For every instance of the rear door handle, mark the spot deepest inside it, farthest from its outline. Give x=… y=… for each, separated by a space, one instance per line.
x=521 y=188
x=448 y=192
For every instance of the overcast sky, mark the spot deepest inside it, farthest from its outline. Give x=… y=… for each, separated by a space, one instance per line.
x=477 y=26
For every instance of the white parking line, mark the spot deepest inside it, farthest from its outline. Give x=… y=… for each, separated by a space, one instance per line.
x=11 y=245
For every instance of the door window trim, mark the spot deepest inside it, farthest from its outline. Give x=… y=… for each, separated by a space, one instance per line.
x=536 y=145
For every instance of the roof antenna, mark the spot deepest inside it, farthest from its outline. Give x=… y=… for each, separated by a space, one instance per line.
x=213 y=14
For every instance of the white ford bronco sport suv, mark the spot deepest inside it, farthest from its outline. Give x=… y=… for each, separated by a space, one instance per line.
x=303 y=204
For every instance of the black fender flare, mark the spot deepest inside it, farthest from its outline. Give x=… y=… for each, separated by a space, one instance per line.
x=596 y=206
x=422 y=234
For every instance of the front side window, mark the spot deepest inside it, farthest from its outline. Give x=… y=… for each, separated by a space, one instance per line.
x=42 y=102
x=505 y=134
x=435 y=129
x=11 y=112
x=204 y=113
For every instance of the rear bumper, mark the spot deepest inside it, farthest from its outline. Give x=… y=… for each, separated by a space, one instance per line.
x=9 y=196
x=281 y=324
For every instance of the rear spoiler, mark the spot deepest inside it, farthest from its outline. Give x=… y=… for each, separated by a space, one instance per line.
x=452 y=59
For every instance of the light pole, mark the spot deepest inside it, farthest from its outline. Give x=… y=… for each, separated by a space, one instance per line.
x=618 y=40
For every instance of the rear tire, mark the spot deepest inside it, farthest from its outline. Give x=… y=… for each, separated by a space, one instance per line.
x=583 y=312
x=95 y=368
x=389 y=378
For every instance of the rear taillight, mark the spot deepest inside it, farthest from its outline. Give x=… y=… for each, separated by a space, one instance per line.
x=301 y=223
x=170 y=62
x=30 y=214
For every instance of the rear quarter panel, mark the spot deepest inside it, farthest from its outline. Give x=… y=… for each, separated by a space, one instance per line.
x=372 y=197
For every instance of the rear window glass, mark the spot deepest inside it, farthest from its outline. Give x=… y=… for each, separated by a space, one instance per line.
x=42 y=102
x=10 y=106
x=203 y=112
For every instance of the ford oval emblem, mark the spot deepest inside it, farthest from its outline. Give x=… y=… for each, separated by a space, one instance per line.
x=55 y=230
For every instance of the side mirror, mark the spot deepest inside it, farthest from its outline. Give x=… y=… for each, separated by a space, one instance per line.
-- -- --
What is expected: Restate all of the lines in the material exactly as they are.

Answer to the exercise:
For every instance of the rear door handle, mark the spot deepest inside it, farthest from its outline. Give x=… y=… for each, separated by a space, one instance per line.
x=521 y=188
x=448 y=192
For every instance of the overcast sky, mark the spot deepest inside it, farthest from its outline. Give x=… y=… for each, separated by a space, one instance per line.
x=477 y=26
For every instance of the white parking line, mark the spot deepest inside it, farthest from its outline. Give x=… y=… for each, separated by a space, one instance per line.
x=11 y=245
For every instance of the door window trim, mark the spot deepest inside it, farthest from its outline. Give x=… y=… for each, separated by a space, one instance per line.
x=536 y=145
For every instance of the roof antenna, mark the spot deepest inside it, farthest from its outline. Give x=… y=… for each, separated by a space, one instance per line.
x=213 y=14
For every instance of the white ford bronco sport suv, mark the spot deepest inside it, farthest from its outline. Give x=… y=… for each, separated by a space, one instance per line.
x=303 y=204
For every instance of the black fender flare, mark the spot deepest inside it, farthest from its outline. Give x=… y=… for each, separated by a space, one instance per line.
x=596 y=206
x=422 y=234
For every instance of the front side window, mark the spot deepest inside it, farthest from its outline. Give x=… y=… for each, separated by a space, one instance per line.
x=42 y=102
x=505 y=134
x=435 y=129
x=11 y=112
x=204 y=113
For every instance of the rear bumper, mark the spot deepest inside it, farthest from its outline. Give x=… y=… for each, separated by a space, one instance per line.
x=9 y=196
x=281 y=324
For every instance of the rear spoiler, mark the spot deepest inside it, farthest from its outline. Give x=… y=… for each, separated by a space, one instance per line.
x=452 y=59
For every instance of the light pole, mark the spot deepest inside it, farthest from its outline. Give x=… y=… for each, separated by a space, one instance per line.
x=618 y=40
For every instance of the rear tire, mark the spot deepest inside it, farthest from its outline. Give x=… y=… for each, separated by a space, one instance per line.
x=583 y=312
x=95 y=368
x=389 y=378
For every instance of the rear taillight, mark the spot deepest inside it, farthest from its outline. Give x=… y=… for each, separated by a space, one instance per line.
x=301 y=223
x=170 y=62
x=30 y=214
For every instance of the rear quarter panel, mark the spot deepest inside it, farthest from its outline. Give x=… y=… for each, separated by a space, one instance per line.
x=372 y=197
For every instance of the rear window glass, mark the spot deepest inside it, farthest from its outline. Give x=… y=… for each, separated by a space, one instance per line.
x=42 y=102
x=10 y=106
x=203 y=112
For every instance of the ford oval emblem, mark the spot deepest inside it, farthest from its outline. Give x=… y=… for each, separated by a space, one instance per line.
x=55 y=230
For every instance of the side mirror, mark the spot deepest inside it, farthest from its outline. Give x=… y=… for each, separated by a space, one instance per line.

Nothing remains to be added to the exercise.